* Page text:
* BEGIN *

Preferably the main hub part of the piston cylinder is separated into two portions, typically by a piston attached to the piston rod assembly.
Preferably fluids can be injected or rejected from each portion of the main hub part of the piston cylinder. Preferably a first hydraulic line connects to the first, upper, portion of the main hub part of the piston cylinder and a second hydraulic line connects to the second, lower, portion of the main hub part of the piston cylinder. Typically each hydraulic line connects to the hydraulic pump and fluid reservoir. Typically fluid flow control means are provided to control the fluid travelling in the hydraulic lines between the reservoir/pump and each portion of the main hub part of the piston cylinder. Preferably the rate and direction of the fluid may be controlled by the fluid control means. Preferably the fluid control means are valves. Preferably there are four valves.
Preferably the first valve is provided on the first hydraulic line. Preferably the first valve is a two way valve, that is it may be set to allow fluid to travel from the reservoir to the cylinder or in the opposite direction, from the cylinder to the reservoir.
Preferably the second hydraulic line connects to the reservoir and pump via the other valves which are connected in parallel. Typically the second valve may transfer fluid from the reservoir to the lower portion of the cylinder. Typically the third and fourth valves allow fluid transfer from the lower portion of the cylinder to the reservoir. Preferably the third valve can accurately regulate the amount of fluid passing therethrough. Typically, a further valve is provided in series with the third valve to resist the flow of fluid therethrough below a specified pressure.

* END *

* Data shown:
* BEGIN *

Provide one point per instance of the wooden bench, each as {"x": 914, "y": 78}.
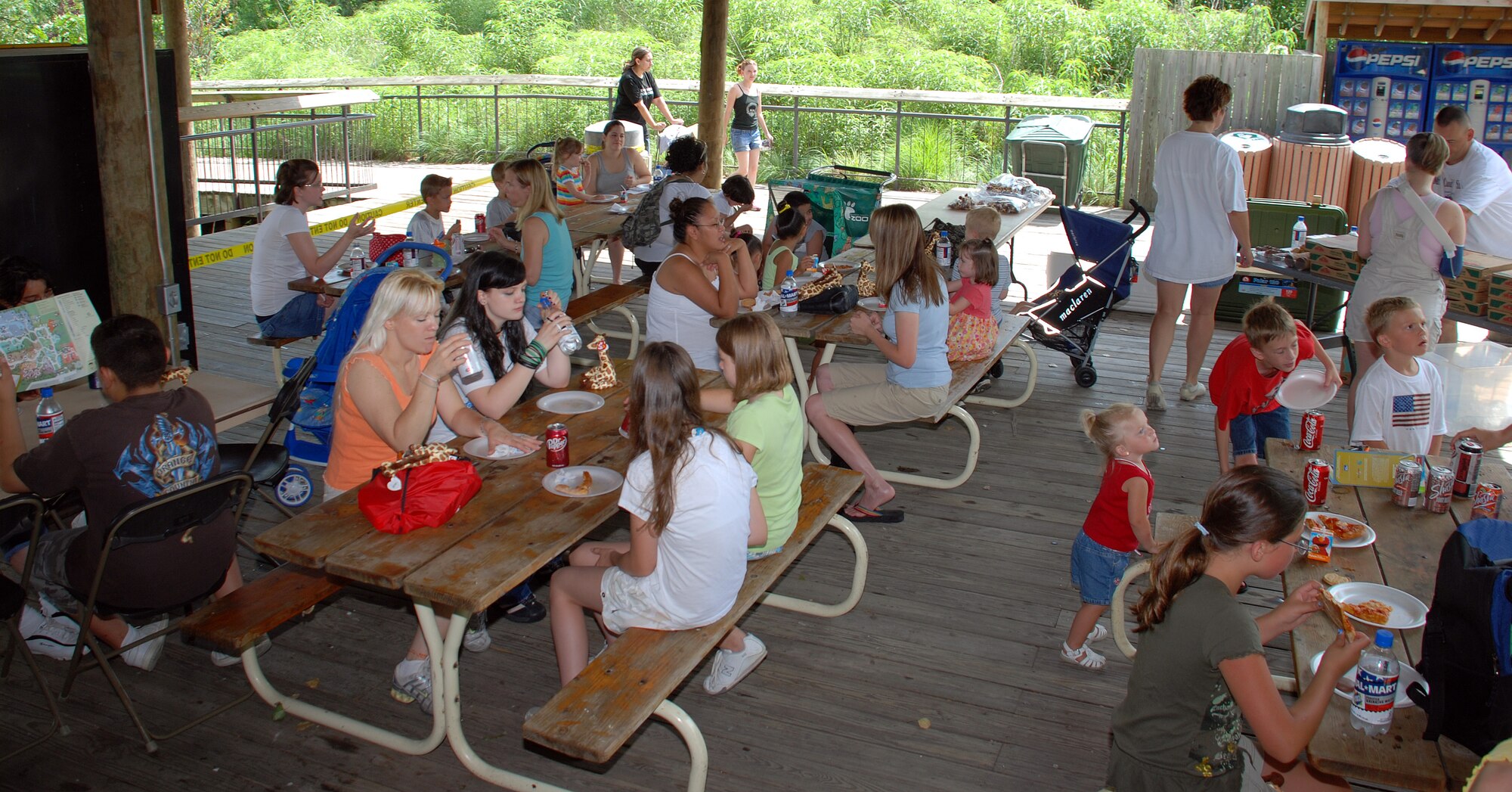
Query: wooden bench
{"x": 633, "y": 679}
{"x": 965, "y": 374}
{"x": 277, "y": 346}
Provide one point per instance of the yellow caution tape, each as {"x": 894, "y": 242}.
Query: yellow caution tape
{"x": 246, "y": 248}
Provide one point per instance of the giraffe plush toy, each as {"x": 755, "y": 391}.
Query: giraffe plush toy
{"x": 603, "y": 375}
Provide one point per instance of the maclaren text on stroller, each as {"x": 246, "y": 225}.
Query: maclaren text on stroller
{"x": 1068, "y": 316}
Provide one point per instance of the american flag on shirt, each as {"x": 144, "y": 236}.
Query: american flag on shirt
{"x": 1410, "y": 410}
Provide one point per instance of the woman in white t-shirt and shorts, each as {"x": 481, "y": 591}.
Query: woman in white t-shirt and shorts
{"x": 1200, "y": 221}
{"x": 285, "y": 251}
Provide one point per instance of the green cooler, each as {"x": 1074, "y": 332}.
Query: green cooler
{"x": 1271, "y": 225}
{"x": 1053, "y": 151}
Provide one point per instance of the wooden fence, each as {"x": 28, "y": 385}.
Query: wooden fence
{"x": 1265, "y": 86}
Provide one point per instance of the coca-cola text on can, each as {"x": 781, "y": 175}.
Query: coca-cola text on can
{"x": 1467, "y": 467}
{"x": 1440, "y": 489}
{"x": 1312, "y": 430}
{"x": 1489, "y": 501}
{"x": 1405, "y": 483}
{"x": 557, "y": 445}
{"x": 1315, "y": 483}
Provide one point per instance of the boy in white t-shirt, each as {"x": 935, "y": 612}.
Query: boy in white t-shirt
{"x": 1399, "y": 402}
{"x": 427, "y": 225}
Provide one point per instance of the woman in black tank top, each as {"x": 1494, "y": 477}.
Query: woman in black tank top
{"x": 743, "y": 112}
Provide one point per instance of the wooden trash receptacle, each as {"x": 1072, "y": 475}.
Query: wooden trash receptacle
{"x": 1254, "y": 157}
{"x": 1307, "y": 171}
{"x": 1377, "y": 160}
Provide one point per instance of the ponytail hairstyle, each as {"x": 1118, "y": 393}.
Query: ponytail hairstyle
{"x": 761, "y": 360}
{"x": 1250, "y": 504}
{"x": 1106, "y": 428}
{"x": 492, "y": 269}
{"x": 684, "y": 213}
{"x": 665, "y": 402}
{"x": 294, "y": 174}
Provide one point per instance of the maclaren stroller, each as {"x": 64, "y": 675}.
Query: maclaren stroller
{"x": 1068, "y": 316}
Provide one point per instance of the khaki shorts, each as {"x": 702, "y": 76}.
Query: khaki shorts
{"x": 863, "y": 396}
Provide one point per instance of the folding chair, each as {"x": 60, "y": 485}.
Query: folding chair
{"x": 164, "y": 519}
{"x": 13, "y": 598}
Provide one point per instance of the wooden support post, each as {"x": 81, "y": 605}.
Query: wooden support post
{"x": 711, "y": 88}
{"x": 176, "y": 26}
{"x": 123, "y": 74}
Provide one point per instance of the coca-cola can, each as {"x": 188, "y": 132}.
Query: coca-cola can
{"x": 1405, "y": 483}
{"x": 1489, "y": 501}
{"x": 1467, "y": 467}
{"x": 1315, "y": 481}
{"x": 1312, "y": 431}
{"x": 1440, "y": 489}
{"x": 557, "y": 445}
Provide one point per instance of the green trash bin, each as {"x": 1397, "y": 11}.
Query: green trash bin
{"x": 1053, "y": 151}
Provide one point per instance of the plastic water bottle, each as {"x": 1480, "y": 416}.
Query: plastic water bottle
{"x": 943, "y": 250}
{"x": 1375, "y": 687}
{"x": 790, "y": 294}
{"x": 409, "y": 253}
{"x": 49, "y": 416}
{"x": 572, "y": 340}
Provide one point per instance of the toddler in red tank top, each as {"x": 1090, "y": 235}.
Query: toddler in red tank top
{"x": 1117, "y": 525}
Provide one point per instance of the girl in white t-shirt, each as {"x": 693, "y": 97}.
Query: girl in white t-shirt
{"x": 686, "y": 561}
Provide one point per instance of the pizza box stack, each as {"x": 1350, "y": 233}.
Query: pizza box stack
{"x": 1333, "y": 256}
{"x": 1472, "y": 290}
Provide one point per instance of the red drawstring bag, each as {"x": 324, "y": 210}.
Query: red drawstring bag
{"x": 424, "y": 496}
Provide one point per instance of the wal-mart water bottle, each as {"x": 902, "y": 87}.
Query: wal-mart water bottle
{"x": 1375, "y": 687}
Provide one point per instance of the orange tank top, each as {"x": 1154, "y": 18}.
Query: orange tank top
{"x": 356, "y": 448}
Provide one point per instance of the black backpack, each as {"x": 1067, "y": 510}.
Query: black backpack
{"x": 1466, "y": 643}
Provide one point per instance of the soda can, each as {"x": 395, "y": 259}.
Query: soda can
{"x": 1467, "y": 467}
{"x": 557, "y": 445}
{"x": 1440, "y": 489}
{"x": 1405, "y": 484}
{"x": 1312, "y": 430}
{"x": 1489, "y": 501}
{"x": 1315, "y": 481}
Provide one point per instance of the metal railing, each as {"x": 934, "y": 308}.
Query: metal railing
{"x": 937, "y": 136}
{"x": 243, "y": 153}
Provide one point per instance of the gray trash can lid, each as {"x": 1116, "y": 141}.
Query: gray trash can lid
{"x": 1067, "y": 129}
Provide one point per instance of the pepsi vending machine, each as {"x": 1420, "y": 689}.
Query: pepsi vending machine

* END *

* Exercises to complete:
[1] Reproduce everything in the piston cylinder passage from "Preferably fluids can" down to "are four valves.".
[2] Answer these questions from the piston cylinder passage:
(a) How many valves are preferably used as the fluid control means?
(b) On which hydraulic line is the first valve provided?
(c) In which direction do the third and fourth valves allow fluid to move?
The lines have no connection to the piston cylinder passage.

* Response list:
[1]
Preferably fluids can be injected or rejected from each portion of the main hub part of the piston cylinder. Preferably a first hydraulic line connects to the first, upper, portion of the main hub part of the piston cylinder and a second hydraulic line connects to the second, lower, portion of the main hub part of the piston cylinder. Typically each hydraulic line connects to the hydraulic pump and fluid reservoir. Typically fluid flow control means are provided to control the fluid travelling in the hydraulic lines between the reservoir/pump and each portion of the main hub part of the piston cylinder. Preferably the rate and direction of the fluid may be controlled by the fluid control means. Preferably the fluid control means are valves. Preferably there are four valves.

[2]
(a) Four.
(b) The first hydraulic line.
(c) From the lower portion of the cylinder to the reservoir.